- Estratto del testo -
§ §

Tutto è iniziato con la rottura delle acque. Era sabato notte. Siamo andati in ospedale e mi hanno ricoverata dicendomi che non essendoci contrazioni e avendo il tampone vagino-rettale positivo avrebbero dovuto indurmi il parto il mattino seguente. L’induzione è iniziata domenica mattina alle ore 11 con un medicinale per bocca che nel giro di poco ha fatto crollare il battito a mio figlio. Dopo qualche manovra e cambio posizione si è ripreso e ci hanno portati in sala parto dove è iniziata l’induzione con ossitocina. Le prime ore sono state belle ed emozionanti. Ero sola con mio marito, di tanto in tanto passava l’ostetrica a controllare che andasse tutto bene. Mi sentivo carica e motivata, accompagnata da una playlist di mantra rilassanti e rigeneranti allo stesso tempo.
Alle ore 20.00 ricrolla il battito del bambino e la ginecologa sospende l’ossitocina per un paio d’ore. Alle 22 ritorna la ginecologa con l’ostetrica per riavviare il tutto. A quel punto inizio ad essere affaticata, in pensiero per il battito di mio figlio anche se mi dicono che è tutto a posto, affamata e assonnata. Non riesco a dormire perché l’allarme del tracciato del battito suona spesso anche se l’instabilità cardiaca non sembra essere così grave.
Alle 6.00 del mattino del giorno seguente la situazione è in stallo, io non mi ero dilatata e il bambino non era minimamente sceso. Sono passate tante ore.

§ §

- Compiti da svolgere -
**A.** Elenca tutti gli orari del giorno indicati nel racconto del parto.
**B.** Nel racconto del parto, con che cosa inizia l'induzione una volta in sala parto?
**C.** Riprendi il racconto del parto e scrivine il seguito, partendo dopo la frase «Sono passate tante ore.»

- Voci di dati memorizzate -
§ §

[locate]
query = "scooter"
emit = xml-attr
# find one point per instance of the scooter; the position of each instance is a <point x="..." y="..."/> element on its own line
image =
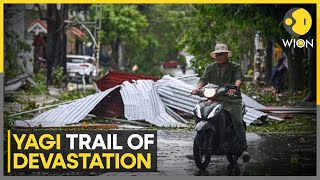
<point x="215" y="133"/>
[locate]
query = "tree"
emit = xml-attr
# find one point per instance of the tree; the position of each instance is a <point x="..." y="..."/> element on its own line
<point x="13" y="47"/>
<point x="56" y="40"/>
<point x="122" y="27"/>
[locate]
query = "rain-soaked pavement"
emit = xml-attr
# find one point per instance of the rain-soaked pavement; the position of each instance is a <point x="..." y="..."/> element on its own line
<point x="271" y="154"/>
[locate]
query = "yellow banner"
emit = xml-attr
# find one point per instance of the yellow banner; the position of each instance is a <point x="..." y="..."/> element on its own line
<point x="165" y="1"/>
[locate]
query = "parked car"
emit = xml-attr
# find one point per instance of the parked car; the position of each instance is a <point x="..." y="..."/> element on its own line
<point x="81" y="66"/>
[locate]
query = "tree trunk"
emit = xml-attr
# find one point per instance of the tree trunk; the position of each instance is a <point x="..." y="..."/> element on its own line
<point x="56" y="40"/>
<point x="115" y="55"/>
<point x="52" y="23"/>
<point x="269" y="58"/>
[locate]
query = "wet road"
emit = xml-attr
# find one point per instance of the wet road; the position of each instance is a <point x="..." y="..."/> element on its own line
<point x="272" y="154"/>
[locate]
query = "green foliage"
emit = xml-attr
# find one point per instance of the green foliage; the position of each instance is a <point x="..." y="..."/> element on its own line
<point x="266" y="97"/>
<point x="13" y="47"/>
<point x="148" y="33"/>
<point x="234" y="25"/>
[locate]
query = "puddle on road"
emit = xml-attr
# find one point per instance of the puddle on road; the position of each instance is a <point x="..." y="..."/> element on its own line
<point x="272" y="154"/>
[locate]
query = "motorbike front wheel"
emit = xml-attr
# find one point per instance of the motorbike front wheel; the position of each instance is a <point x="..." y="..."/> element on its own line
<point x="201" y="150"/>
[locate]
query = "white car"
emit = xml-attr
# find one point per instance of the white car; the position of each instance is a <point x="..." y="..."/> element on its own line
<point x="79" y="66"/>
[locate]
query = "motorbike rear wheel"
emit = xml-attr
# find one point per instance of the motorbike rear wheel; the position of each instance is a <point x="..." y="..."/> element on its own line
<point x="201" y="151"/>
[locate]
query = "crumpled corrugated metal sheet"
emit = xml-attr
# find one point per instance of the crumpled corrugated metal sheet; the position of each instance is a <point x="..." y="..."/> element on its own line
<point x="141" y="102"/>
<point x="114" y="78"/>
<point x="175" y="93"/>
<point x="66" y="114"/>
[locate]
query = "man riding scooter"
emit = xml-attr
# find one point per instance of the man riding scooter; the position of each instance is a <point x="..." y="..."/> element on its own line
<point x="221" y="73"/>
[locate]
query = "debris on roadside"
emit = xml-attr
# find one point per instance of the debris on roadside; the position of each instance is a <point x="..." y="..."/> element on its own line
<point x="140" y="103"/>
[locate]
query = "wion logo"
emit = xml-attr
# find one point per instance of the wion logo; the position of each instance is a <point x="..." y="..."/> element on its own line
<point x="297" y="21"/>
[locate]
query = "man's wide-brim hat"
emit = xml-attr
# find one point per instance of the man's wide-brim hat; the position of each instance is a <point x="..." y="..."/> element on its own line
<point x="221" y="48"/>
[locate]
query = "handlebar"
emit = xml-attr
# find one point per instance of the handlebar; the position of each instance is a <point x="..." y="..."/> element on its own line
<point x="221" y="90"/>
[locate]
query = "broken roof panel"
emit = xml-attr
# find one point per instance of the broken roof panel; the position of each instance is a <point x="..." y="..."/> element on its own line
<point x="114" y="78"/>
<point x="141" y="101"/>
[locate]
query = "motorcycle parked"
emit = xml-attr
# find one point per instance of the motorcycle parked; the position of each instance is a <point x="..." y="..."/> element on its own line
<point x="215" y="133"/>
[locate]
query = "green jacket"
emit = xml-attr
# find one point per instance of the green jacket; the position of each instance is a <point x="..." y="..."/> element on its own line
<point x="232" y="72"/>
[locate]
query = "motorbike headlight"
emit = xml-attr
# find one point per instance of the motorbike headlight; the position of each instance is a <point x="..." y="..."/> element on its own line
<point x="209" y="92"/>
<point x="198" y="111"/>
<point x="215" y="111"/>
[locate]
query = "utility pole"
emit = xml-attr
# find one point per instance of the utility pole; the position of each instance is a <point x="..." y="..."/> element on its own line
<point x="98" y="32"/>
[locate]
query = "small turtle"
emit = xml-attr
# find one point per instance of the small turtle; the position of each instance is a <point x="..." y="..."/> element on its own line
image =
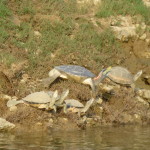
<point x="77" y="73"/>
<point x="76" y="106"/>
<point x="42" y="100"/>
<point x="122" y="76"/>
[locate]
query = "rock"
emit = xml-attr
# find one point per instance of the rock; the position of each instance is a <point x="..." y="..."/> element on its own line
<point x="99" y="100"/>
<point x="25" y="78"/>
<point x="5" y="97"/>
<point x="147" y="41"/>
<point x="143" y="26"/>
<point x="143" y="37"/>
<point x="37" y="34"/>
<point x="95" y="2"/>
<point x="107" y="88"/>
<point x="16" y="20"/>
<point x="139" y="99"/>
<point x="147" y="79"/>
<point x="13" y="108"/>
<point x="124" y="33"/>
<point x="137" y="118"/>
<point x="147" y="2"/>
<point x="5" y="125"/>
<point x="144" y="93"/>
<point x="127" y="118"/>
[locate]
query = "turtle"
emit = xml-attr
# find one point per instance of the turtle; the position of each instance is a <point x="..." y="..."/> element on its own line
<point x="121" y="75"/>
<point x="42" y="100"/>
<point x="77" y="73"/>
<point x="77" y="106"/>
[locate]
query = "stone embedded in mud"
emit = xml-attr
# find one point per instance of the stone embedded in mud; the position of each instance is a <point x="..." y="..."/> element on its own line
<point x="13" y="108"/>
<point x="5" y="125"/>
<point x="5" y="97"/>
<point x="146" y="2"/>
<point x="144" y="93"/>
<point x="139" y="99"/>
<point x="143" y="37"/>
<point x="124" y="33"/>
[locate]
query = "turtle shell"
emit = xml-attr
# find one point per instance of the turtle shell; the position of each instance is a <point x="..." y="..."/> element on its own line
<point x="37" y="98"/>
<point x="74" y="103"/>
<point x="75" y="70"/>
<point x="120" y="75"/>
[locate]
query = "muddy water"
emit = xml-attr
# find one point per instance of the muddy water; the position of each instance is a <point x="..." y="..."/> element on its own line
<point x="104" y="138"/>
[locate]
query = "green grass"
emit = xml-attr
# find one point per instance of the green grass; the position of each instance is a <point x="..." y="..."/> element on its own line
<point x="7" y="58"/>
<point x="124" y="7"/>
<point x="4" y="11"/>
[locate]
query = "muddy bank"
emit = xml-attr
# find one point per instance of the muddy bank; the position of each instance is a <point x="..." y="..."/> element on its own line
<point x="122" y="108"/>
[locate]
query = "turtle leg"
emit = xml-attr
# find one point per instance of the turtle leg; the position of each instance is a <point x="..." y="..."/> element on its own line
<point x="90" y="82"/>
<point x="53" y="75"/>
<point x="12" y="103"/>
<point x="87" y="106"/>
<point x="65" y="108"/>
<point x="51" y="105"/>
<point x="63" y="96"/>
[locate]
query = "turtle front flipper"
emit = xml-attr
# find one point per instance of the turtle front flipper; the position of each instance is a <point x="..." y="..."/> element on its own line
<point x="62" y="97"/>
<point x="53" y="75"/>
<point x="87" y="106"/>
<point x="12" y="103"/>
<point x="51" y="105"/>
<point x="137" y="75"/>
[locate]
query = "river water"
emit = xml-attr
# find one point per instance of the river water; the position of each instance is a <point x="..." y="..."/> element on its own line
<point x="104" y="138"/>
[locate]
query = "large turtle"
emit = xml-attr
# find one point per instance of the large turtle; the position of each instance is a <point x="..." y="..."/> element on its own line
<point x="42" y="100"/>
<point x="122" y="76"/>
<point x="77" y="73"/>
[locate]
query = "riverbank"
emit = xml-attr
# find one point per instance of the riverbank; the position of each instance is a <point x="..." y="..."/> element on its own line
<point x="38" y="35"/>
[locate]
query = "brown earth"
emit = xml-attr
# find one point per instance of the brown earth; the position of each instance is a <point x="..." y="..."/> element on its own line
<point x="121" y="108"/>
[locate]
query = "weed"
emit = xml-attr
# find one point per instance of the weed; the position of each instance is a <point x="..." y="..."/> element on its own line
<point x="4" y="11"/>
<point x="124" y="7"/>
<point x="7" y="58"/>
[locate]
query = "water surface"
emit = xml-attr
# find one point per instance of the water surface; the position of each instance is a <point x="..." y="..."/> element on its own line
<point x="104" y="138"/>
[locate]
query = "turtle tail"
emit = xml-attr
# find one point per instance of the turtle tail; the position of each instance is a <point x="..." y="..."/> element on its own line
<point x="137" y="75"/>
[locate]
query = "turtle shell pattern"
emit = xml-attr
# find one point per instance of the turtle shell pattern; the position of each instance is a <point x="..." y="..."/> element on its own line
<point x="75" y="70"/>
<point x="37" y="98"/>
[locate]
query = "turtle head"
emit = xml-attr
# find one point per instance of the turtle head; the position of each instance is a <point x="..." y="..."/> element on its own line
<point x="102" y="75"/>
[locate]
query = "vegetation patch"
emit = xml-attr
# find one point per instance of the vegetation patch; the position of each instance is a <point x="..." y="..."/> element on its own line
<point x="124" y="7"/>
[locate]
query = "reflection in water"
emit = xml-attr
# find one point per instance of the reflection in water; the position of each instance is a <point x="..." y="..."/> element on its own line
<point x="105" y="138"/>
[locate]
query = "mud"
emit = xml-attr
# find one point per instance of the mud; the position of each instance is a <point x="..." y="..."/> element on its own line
<point x="121" y="108"/>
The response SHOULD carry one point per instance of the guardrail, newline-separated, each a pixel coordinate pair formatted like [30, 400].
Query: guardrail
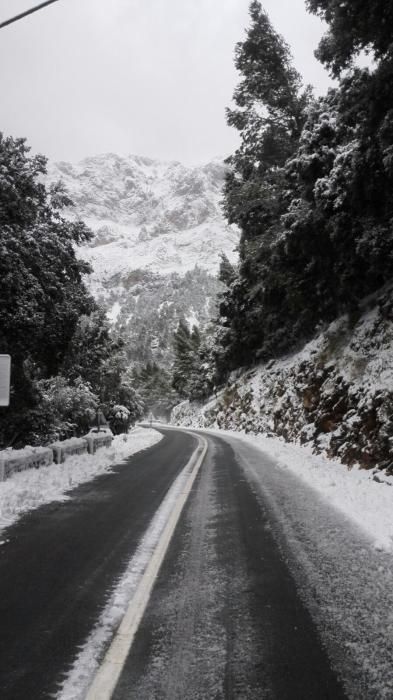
[95, 442]
[19, 460]
[65, 448]
[13, 461]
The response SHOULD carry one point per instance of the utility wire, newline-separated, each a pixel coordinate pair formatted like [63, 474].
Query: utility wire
[27, 12]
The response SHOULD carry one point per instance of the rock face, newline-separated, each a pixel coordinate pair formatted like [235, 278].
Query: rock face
[159, 232]
[336, 394]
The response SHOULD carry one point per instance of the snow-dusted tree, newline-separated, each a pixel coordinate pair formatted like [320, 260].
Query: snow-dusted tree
[42, 290]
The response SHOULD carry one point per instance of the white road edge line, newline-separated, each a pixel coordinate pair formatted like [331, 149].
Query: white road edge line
[109, 672]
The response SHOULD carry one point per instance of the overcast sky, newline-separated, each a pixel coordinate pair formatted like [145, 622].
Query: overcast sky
[150, 77]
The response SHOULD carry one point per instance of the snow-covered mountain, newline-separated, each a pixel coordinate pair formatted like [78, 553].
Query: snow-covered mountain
[159, 233]
[147, 214]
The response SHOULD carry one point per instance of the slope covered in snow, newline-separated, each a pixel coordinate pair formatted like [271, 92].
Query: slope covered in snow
[159, 234]
[335, 394]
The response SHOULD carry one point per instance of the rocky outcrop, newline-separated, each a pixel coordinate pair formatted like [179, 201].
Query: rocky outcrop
[335, 394]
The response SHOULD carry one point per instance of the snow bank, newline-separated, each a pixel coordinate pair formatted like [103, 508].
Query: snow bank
[363, 496]
[33, 488]
[81, 675]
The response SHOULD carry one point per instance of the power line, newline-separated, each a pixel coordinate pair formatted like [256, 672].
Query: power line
[27, 12]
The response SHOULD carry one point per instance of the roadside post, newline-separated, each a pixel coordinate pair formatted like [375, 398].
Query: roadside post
[5, 379]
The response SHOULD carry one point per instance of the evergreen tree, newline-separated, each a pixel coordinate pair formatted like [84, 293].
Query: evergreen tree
[43, 295]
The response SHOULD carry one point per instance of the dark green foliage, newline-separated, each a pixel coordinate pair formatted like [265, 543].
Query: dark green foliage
[49, 323]
[186, 365]
[353, 25]
[315, 208]
[154, 384]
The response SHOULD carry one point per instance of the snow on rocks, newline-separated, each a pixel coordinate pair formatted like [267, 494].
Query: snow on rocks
[336, 394]
[355, 492]
[35, 487]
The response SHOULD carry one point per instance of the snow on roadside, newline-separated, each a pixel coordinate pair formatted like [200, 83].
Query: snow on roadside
[367, 502]
[86, 664]
[35, 487]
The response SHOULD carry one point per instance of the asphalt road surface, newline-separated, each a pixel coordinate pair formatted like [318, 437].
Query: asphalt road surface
[60, 562]
[225, 619]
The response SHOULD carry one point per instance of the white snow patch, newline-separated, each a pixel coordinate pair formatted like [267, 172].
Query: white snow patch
[34, 487]
[354, 492]
[113, 314]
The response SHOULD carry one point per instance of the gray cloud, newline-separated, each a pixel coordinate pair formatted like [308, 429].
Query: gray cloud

§ §

- Risultati -
**A.** ore 11, ore 20.00, ore 22, ore 6.00

**B.** Con l'ossitocina.

**C.**
La ginecologa a quel punto mi propone di scegliere tra un ultimo tentativo proseguendo ancora per qualche ora l’induzione oppure il cesareo. Io ho sentito subito di voler scegliere il cesareo: non mi dilatavo e lui non scendeva, evidentemente qualcosa non era allineato se il travaglio non partiva, per cui mi sembrava la cosa migliore da fare. La ginecologa spingeva però per continuare l’induzione dicendomi che sarebbe stato un peccato non tentare fino all’ultimo. Io mi sono sentita confusa, forse a disagio e con senso di colpa per “non averci provato abbastanza” o frettolosa per arrivare a conclusione. Ma ho deciso di ascoltare le mie sensazioni e supportata da mio marito ho firmato per il cesareo.
Mio figlio era avvolto nel cordone, per cui un parto vaginale sarebbe stato rischioso e probabilmente, a detta dell’ostetrica, e poi anche della ginecologa, avremmo rischiato di dover ricorrere ad un cesareo d’urgenza.
Di certo non era il parto che mi aspettavo, in ogni caso è stato tutto molto intenso ed emozionante. Come ci avevano detto al corso pre-parto: -comunque vada, è la nascita di vostro figlio/a!-
Siamo riusciti a vivere l’esperienza in un flusso positivo, nonostante tutto, grati di questo dono!
L’unica cosa, ripensandoci, che mi ha infastidito, è stata la velata ma chiara insistenza della ginecologa per il parto vaginale, e il fatto che non si sia posta in maniera imparziale di fronte alle opzioni che potevo scegliere.